◆ Work item: Copy the entire listing, down to the final line, exactly.

[Opening Records shown section]

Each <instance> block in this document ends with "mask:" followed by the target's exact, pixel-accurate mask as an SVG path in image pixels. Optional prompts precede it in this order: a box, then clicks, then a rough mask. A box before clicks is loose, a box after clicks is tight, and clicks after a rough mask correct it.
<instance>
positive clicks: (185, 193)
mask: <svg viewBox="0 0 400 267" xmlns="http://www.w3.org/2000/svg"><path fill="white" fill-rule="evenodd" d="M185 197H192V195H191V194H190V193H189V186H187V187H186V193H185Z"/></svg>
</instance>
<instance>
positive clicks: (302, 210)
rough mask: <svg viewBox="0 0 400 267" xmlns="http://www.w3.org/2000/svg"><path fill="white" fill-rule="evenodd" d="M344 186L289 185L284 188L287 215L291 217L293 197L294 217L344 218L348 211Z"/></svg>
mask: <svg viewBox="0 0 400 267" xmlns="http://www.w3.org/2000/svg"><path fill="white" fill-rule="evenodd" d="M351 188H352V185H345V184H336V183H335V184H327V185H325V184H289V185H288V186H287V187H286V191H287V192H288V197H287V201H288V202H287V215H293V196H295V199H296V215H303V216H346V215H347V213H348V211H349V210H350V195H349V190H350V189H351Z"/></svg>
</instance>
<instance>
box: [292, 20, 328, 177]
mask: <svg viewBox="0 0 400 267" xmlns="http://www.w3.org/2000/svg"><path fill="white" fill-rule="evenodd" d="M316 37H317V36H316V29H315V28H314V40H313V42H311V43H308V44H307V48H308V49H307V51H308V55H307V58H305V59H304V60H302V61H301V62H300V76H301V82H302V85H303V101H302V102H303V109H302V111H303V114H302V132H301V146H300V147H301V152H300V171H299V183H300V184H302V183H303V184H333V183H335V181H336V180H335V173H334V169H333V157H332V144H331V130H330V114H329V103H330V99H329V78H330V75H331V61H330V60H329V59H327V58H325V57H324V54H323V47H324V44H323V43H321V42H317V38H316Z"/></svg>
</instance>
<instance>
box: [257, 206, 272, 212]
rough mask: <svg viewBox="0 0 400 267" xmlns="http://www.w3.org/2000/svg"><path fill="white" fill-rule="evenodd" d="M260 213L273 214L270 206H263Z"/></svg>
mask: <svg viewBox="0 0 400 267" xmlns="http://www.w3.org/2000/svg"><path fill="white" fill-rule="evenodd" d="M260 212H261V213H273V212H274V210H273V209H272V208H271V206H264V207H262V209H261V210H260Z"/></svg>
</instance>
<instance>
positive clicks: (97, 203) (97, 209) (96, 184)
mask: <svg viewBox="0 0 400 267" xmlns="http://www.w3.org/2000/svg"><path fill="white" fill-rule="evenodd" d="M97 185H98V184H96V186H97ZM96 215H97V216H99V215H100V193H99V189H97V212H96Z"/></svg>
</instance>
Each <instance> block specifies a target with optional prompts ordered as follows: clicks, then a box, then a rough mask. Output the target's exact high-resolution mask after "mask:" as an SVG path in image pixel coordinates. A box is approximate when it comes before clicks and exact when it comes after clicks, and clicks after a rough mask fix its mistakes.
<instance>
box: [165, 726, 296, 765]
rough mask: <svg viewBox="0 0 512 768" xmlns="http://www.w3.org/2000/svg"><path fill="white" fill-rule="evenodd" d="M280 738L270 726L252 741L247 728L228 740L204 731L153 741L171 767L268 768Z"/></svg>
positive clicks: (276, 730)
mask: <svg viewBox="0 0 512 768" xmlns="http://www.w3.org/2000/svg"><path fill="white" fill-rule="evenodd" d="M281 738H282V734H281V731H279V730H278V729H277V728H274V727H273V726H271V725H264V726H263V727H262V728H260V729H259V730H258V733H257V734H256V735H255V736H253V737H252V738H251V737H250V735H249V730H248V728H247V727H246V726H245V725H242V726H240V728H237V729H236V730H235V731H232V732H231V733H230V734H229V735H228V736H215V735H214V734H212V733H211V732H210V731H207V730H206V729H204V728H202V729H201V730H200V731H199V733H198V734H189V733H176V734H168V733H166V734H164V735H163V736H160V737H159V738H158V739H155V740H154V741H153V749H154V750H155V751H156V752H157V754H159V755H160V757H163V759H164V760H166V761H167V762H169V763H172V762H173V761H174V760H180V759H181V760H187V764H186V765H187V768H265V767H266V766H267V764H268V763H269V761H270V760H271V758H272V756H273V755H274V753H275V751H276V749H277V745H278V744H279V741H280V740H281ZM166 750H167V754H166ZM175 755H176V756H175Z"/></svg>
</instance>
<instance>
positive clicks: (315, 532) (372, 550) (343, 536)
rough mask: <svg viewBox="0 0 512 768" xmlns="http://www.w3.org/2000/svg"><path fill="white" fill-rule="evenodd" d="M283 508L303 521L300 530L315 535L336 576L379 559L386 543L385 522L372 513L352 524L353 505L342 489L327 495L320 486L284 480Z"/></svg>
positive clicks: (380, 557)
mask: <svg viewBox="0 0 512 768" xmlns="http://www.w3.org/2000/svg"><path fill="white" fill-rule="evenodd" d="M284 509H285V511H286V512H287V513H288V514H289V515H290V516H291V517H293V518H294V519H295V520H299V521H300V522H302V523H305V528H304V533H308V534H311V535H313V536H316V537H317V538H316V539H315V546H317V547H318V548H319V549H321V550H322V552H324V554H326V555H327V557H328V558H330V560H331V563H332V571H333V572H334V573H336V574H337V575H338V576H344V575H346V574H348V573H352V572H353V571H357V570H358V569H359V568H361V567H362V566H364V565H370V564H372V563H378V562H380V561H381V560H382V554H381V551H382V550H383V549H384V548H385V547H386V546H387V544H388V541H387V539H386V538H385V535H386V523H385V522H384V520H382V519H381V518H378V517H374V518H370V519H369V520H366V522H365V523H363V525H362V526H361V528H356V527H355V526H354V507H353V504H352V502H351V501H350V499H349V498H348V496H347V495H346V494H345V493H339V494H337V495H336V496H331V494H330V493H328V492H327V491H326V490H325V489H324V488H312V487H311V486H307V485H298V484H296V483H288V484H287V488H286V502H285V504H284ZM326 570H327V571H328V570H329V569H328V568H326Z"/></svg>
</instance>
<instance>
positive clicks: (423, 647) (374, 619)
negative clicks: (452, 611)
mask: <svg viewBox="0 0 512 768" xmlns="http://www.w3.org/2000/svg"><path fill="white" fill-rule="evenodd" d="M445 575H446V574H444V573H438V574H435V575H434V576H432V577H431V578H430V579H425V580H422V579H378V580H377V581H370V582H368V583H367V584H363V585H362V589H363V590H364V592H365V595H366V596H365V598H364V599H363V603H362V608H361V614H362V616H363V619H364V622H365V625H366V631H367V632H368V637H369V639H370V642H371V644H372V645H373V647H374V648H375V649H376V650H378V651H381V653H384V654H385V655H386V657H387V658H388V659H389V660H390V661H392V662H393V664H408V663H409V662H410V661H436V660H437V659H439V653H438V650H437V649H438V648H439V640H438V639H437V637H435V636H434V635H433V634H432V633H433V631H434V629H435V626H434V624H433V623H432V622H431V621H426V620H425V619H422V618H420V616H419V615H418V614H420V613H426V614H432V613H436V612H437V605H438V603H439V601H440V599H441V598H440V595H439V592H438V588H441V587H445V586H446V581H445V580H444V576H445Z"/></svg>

[Closing Records shown section]

◆ Answer to the exercise:
Each <instance> block in this document ends with "mask:" followed by the target's exact, pixel-accurate mask as an SVG path in image pixels. Optional prompts precede it in this order: a box, then clicks, then a rough mask. A box before clicks is loose, a box after clicks is tight, and clicks after a rough mask correct it.
<instance>
positive clicks: (185, 193)
mask: <svg viewBox="0 0 400 267" xmlns="http://www.w3.org/2000/svg"><path fill="white" fill-rule="evenodd" d="M185 197H192V195H191V194H190V193H189V186H187V187H186V193H185Z"/></svg>
</instance>
<instance>
positive clicks: (302, 210)
rough mask: <svg viewBox="0 0 400 267" xmlns="http://www.w3.org/2000/svg"><path fill="white" fill-rule="evenodd" d="M344 186L289 185L284 188L287 215L291 217L293 197L294 217L344 218L348 211Z"/></svg>
mask: <svg viewBox="0 0 400 267" xmlns="http://www.w3.org/2000/svg"><path fill="white" fill-rule="evenodd" d="M351 188H352V185H345V184H336V183H335V184H327V185H325V184H289V185H288V186H287V187H286V191H287V192H288V197H287V201H288V202H287V215H293V196H295V199H296V215H303V216H346V215H347V213H348V211H349V210H350V195H349V190H350V189H351Z"/></svg>
</instance>
<instance>
box: [292, 20, 328, 177]
mask: <svg viewBox="0 0 400 267" xmlns="http://www.w3.org/2000/svg"><path fill="white" fill-rule="evenodd" d="M316 37H317V36H316V29H315V28H314V40H313V42H311V43H308V44H307V48H308V49H307V51H308V55H307V58H305V59H304V60H302V61H301V62H300V76H301V82H302V85H303V101H302V102H303V109H302V111H303V114H302V132H301V146H300V147H301V152H300V171H299V183H300V184H302V183H303V184H333V183H335V181H336V180H335V173H334V169H333V157H332V144H331V130H330V114H329V103H330V99H329V78H330V75H331V61H330V60H329V59H327V58H325V57H324V54H323V47H324V44H323V43H321V42H317V38H316Z"/></svg>
</instance>
<instance>
box: [257, 206, 272, 212]
rough mask: <svg viewBox="0 0 400 267" xmlns="http://www.w3.org/2000/svg"><path fill="white" fill-rule="evenodd" d="M260 213L273 214L270 206H263Z"/></svg>
mask: <svg viewBox="0 0 400 267" xmlns="http://www.w3.org/2000/svg"><path fill="white" fill-rule="evenodd" d="M260 212H261V213H273V212H274V210H273V209H272V208H271V206H264V207H262V209H261V210H260Z"/></svg>
</instance>
<instance>
positive clicks: (97, 203) (97, 209) (96, 184)
mask: <svg viewBox="0 0 400 267" xmlns="http://www.w3.org/2000/svg"><path fill="white" fill-rule="evenodd" d="M97 185H98V184H96V186H97ZM96 215H97V216H99V215H100V193H99V189H97V212H96Z"/></svg>
</instance>
Each <instance> block specifies a target with optional prompts ordered as follows: clicks, then a box, then a rough mask. Output the target's exact high-resolution mask after "mask:" as an SVG path in image pixel coordinates. A box is approximate when it comes before clicks and exact when it comes after clicks, and clicks after a rough mask fix its mistakes.
<instance>
box: [165, 726, 296, 765]
rough mask: <svg viewBox="0 0 512 768" xmlns="http://www.w3.org/2000/svg"><path fill="white" fill-rule="evenodd" d="M280 738L270 726L252 741L247 728L228 740L204 731L153 741L171 767L268 768Z"/></svg>
positive clicks: (276, 730)
mask: <svg viewBox="0 0 512 768" xmlns="http://www.w3.org/2000/svg"><path fill="white" fill-rule="evenodd" d="M281 738H282V734H281V731H279V730H278V729H277V728H274V727H273V726H271V725H264V726H263V727H262V728H260V729H259V730H258V733H257V734H256V735H255V736H253V737H252V738H251V737H250V735H249V730H248V728H247V727H246V726H245V725H242V726H240V728H237V729H236V730H235V731H232V732H231V733H230V734H229V735H228V736H215V735H214V734H212V733H211V732H210V731H207V730H206V729H204V728H202V729H201V730H200V731H199V733H198V734H189V733H176V734H168V733H166V734H164V735H163V736H160V737H159V738H158V739H155V740H154V741H153V749H154V750H155V751H156V752H157V754H159V755H160V757H163V759H164V760H166V761H167V762H169V763H172V762H173V761H174V760H180V759H181V760H187V764H186V765H187V768H265V767H266V766H267V764H268V763H269V761H270V760H271V758H272V756H273V755H274V753H275V751H276V749H277V745H278V744H279V741H280V740H281ZM166 750H167V754H166ZM175 755H176V756H175Z"/></svg>
</instance>
<instance>
positive clicks: (315, 532) (372, 550) (343, 536)
rough mask: <svg viewBox="0 0 512 768" xmlns="http://www.w3.org/2000/svg"><path fill="white" fill-rule="evenodd" d="M283 508L303 521L300 530L315 535L336 576L379 559L386 543L385 522L372 513L352 524L353 505L342 489L327 495L320 486L284 480Z"/></svg>
positive clicks: (380, 557)
mask: <svg viewBox="0 0 512 768" xmlns="http://www.w3.org/2000/svg"><path fill="white" fill-rule="evenodd" d="M284 509H285V511H286V512H287V513H288V514H289V515H290V516H291V517H293V518H294V519H295V520H299V521H300V522H302V523H305V528H304V533H308V534H311V535H313V536H316V537H317V538H316V539H315V546H317V547H318V548H319V549H321V550H322V552H324V554H326V555H327V557H328V558H330V560H331V563H332V571H333V572H334V573H336V574H337V575H338V576H344V575H346V574H348V573H352V572H353V571H357V570H358V569H359V568H361V567H362V566H364V565H370V564H372V563H378V562H380V561H381V560H382V554H381V551H382V550H383V549H384V548H385V547H386V546H387V544H388V541H387V539H386V538H385V535H386V523H385V522H384V520H382V519H381V518H378V517H374V518H370V519H369V520H366V522H365V523H363V525H362V526H361V528H356V527H355V526H354V507H353V504H352V502H351V501H350V499H349V498H348V496H347V495H346V494H345V493H339V494H337V495H336V496H331V494H330V493H328V492H327V491H326V490H325V489H324V488H312V487H311V486H307V485H298V484H296V483H288V484H287V488H286V502H285V504H284ZM326 570H327V571H328V570H329V569H328V568H326Z"/></svg>
</instance>
<instance>
positive clicks: (423, 647) (374, 619)
negative clicks: (452, 611)
mask: <svg viewBox="0 0 512 768" xmlns="http://www.w3.org/2000/svg"><path fill="white" fill-rule="evenodd" d="M445 575H446V574H444V573H438V574H435V575H434V576H432V577H431V578H430V579H425V580H422V579H378V580H377V581H370V582H368V583H367V584H363V585H362V589H363V590H364V592H365V595H366V596H365V598H364V599H363V603H362V608H361V614H362V616H363V619H364V622H365V625H366V631H367V632H368V637H369V639H370V642H371V644H372V645H373V647H374V648H375V649H376V650H378V651H381V653H384V654H385V655H386V657H387V658H388V659H389V660H390V661H392V662H393V664H408V663H409V662H410V661H436V660H437V659H439V653H438V650H437V649H438V648H439V640H438V639H437V637H435V636H434V635H433V634H432V633H433V631H434V629H435V626H434V624H433V623H432V622H431V621H426V620H425V619H422V618H420V616H419V615H418V614H420V613H426V614H432V613H436V612H437V605H438V603H439V601H440V599H441V598H440V595H439V592H438V588H441V587H445V586H446V581H445V580H444V576H445Z"/></svg>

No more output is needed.